> [Exercise aim] Repeat the listing in full, preserving every character.
::::
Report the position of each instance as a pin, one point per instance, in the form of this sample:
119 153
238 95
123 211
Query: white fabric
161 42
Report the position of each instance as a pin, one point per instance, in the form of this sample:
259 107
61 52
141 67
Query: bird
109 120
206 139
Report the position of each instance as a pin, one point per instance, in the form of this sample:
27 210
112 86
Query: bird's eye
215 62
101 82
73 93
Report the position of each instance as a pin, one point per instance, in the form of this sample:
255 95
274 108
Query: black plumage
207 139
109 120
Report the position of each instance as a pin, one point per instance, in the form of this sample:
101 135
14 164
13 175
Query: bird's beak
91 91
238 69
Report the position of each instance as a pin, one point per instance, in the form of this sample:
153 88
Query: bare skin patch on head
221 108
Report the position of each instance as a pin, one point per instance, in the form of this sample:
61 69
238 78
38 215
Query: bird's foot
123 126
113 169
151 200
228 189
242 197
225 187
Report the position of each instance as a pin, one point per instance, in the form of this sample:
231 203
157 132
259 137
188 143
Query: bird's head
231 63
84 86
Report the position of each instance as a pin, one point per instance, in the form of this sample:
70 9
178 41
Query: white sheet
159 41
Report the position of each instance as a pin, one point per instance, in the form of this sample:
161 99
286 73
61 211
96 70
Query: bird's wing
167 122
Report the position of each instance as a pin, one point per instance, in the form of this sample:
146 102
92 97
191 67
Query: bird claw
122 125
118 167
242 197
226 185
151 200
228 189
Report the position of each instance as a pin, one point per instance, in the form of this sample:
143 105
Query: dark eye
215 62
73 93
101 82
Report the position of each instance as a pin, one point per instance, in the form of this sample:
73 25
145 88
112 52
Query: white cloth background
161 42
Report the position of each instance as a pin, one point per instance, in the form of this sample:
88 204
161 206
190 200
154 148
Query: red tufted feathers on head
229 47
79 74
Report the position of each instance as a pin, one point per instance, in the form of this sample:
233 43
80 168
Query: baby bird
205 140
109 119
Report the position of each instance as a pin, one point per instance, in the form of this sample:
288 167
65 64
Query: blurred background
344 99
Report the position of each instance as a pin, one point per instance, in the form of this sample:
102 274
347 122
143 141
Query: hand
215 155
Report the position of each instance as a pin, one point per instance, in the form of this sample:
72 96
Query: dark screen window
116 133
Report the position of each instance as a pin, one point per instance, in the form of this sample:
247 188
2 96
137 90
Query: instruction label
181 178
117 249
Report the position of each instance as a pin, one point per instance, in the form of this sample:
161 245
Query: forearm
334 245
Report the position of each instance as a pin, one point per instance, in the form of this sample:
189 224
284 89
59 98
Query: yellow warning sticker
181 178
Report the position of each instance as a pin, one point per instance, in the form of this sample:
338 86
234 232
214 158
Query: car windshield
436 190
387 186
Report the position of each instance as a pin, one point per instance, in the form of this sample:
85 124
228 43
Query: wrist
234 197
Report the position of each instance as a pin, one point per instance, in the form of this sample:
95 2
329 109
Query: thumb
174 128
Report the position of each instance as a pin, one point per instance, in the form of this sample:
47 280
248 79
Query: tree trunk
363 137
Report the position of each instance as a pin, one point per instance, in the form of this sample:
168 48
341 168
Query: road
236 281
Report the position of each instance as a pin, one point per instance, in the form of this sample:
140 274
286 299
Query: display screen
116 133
::::
> [Full response]
Report the position of each instance as a pin, one point per instance, in the form of this sample:
119 153
238 95
123 211
Query: white fabric
161 42
Report the position of each instance as a pin, one point per instance, in the form of this sample:
259 107
61 52
141 67
Query: bird
109 120
206 139
Report the position of each instance as a pin, one point per instance, in the form of this sample:
27 210
112 86
Query: bird's eye
215 62
101 82
73 93
Report the position of each instance as a pin, one point per instance, in the form of this sample:
255 95
274 108
Query: black plumage
207 139
109 120
Report the position of each instance as a pin, one point per instance, in the form of this sample:
101 135
14 164
13 175
Query: bird's beak
91 91
238 69
Report the position of each instance as a pin, one point per instance, in the form of this sample:
153 88
Query: bare skin patch on head
221 108
Report the position of each instance as a pin, one point per instance, in the form of this sample:
61 69
238 78
38 215
Query: bird's foot
123 126
113 169
151 200
228 189
242 197
225 187
Report the position of each instance as a pin, one point per instance, in the form of this sample:
231 203
157 132
259 137
188 143
Query: bird's head
231 63
84 86
Report the position of each instance as a pin, one point per instance, in the form of this sample:
70 9
178 41
Query: white sheet
159 41
Report the position of each instance as a pin, one point per instance, in the form of this sample:
161 99
286 73
61 211
96 70
Query: bird's wing
167 122
Report the position of each instance as a pin, one point per instance, in the form of this sample:
146 102
92 97
191 67
Query: bird claw
122 125
118 167
242 197
226 185
151 200
228 189
Report the position of each instance as a pin, one point per instance, in the form of this sample:
143 105
Query: dark eye
215 62
73 93
101 82
Report the position of each instance as a pin, one point per instance, in the form of this sample:
73 25
145 88
112 52
Query: white cloth background
161 42
Report the position of each instance as a pin, one point per instance, in the form of this sample:
88 204
161 206
190 200
154 148
Query: red tufted feathers on head
229 47
79 74
Report the position of each instance as a pin, one point per instance, in the form of this sample:
233 43
80 168
Query: baby bird
205 140
109 119
Report the position of each instance as a pin, one point per instance, in the form of this sample:
288 167
65 64
Query: blurred background
344 99
Report the position of each instance as a pin, one point per instance, in the form of this sample:
102 274
347 122
143 141
Query: hand
215 155
Report the position of each instance as a pin, one point per instance, in the form of this sample:
72 96
Query: dark screen window
116 133
Report the position of each instance as a pin, one point per instance, in the form of this sample:
247 188
2 96
137 90
Query: instruction label
181 178
117 249
Report the position of each instance as a pin, one point per instance, in the form of this sample:
161 245
Query: forearm
334 245
Report the position of each instance as a pin, one point per instance, in the form of this sample:
189 224
284 89
59 98
Query: yellow warning sticker
181 178
Report the position of each instance as a pin, one point per instance, in the form of this sample:
338 86
234 232
214 158
Query: car windshield
436 190
387 186
Report the position of each instance as a pin, one point per instance, in the form of this sample:
85 124
228 43
Query: wrist
234 197
Report the position of each instance as a pin, one point per instance, in the form of this sample:
95 2
329 109
Query: thumb
174 128
Report the position of each instance as a pin, one point per instance, in the form of this sample:
47 280
248 79
Query: tree trunk
363 137
Report the position of each instance as a pin, one point per instance, in the form of this sample:
168 48
341 168
Query: road
236 281
Report the position of each instance as a pin, one point per instance, in the form of this sample:
140 274
286 299
Query: display screen
116 133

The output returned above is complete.